• **YOUR ASSIGNMENT**
Each line below should be written out exactly, with none skipped.

• **SUPPLIED RECORDS**
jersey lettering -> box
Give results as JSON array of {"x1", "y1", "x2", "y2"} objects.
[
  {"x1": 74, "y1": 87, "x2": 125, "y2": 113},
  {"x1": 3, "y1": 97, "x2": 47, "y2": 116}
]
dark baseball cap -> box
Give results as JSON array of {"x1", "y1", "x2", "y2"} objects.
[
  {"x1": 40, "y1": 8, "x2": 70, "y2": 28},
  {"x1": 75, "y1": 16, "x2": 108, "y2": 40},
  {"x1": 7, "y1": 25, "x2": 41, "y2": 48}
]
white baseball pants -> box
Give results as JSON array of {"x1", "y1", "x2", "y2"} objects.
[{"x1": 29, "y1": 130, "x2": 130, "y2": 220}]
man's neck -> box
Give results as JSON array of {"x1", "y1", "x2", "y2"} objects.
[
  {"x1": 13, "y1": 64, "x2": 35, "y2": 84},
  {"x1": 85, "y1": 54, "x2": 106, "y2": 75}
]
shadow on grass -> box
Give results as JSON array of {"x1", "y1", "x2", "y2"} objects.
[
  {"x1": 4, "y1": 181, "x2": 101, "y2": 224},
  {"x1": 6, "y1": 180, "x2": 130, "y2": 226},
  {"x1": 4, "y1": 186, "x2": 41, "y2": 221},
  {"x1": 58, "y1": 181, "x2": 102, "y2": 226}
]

• **RESULT**
jersey lettering -> box
Give results as JSON array of {"x1", "y1", "x2", "y2"} objects.
[
  {"x1": 74, "y1": 87, "x2": 125, "y2": 113},
  {"x1": 3, "y1": 97, "x2": 47, "y2": 116}
]
dark baseball cap -> box
Give results as JSON array of {"x1", "y1", "x2", "y2"} objects.
[
  {"x1": 40, "y1": 8, "x2": 70, "y2": 28},
  {"x1": 75, "y1": 16, "x2": 108, "y2": 40},
  {"x1": 7, "y1": 25, "x2": 41, "y2": 48}
]
white baseball pants -> box
Give results as JSON array of {"x1", "y1", "x2", "y2"} objects.
[{"x1": 29, "y1": 130, "x2": 130, "y2": 220}]
man's neck -> box
Give results as JSON array of {"x1", "y1", "x2", "y2"} objects.
[
  {"x1": 13, "y1": 64, "x2": 35, "y2": 84},
  {"x1": 85, "y1": 54, "x2": 106, "y2": 75}
]
shadow on grass -> box
Give results as JSON array of {"x1", "y1", "x2", "y2"} objects.
[
  {"x1": 4, "y1": 181, "x2": 101, "y2": 224},
  {"x1": 6, "y1": 180, "x2": 130, "y2": 226},
  {"x1": 4, "y1": 186, "x2": 41, "y2": 221},
  {"x1": 58, "y1": 181, "x2": 102, "y2": 226}
]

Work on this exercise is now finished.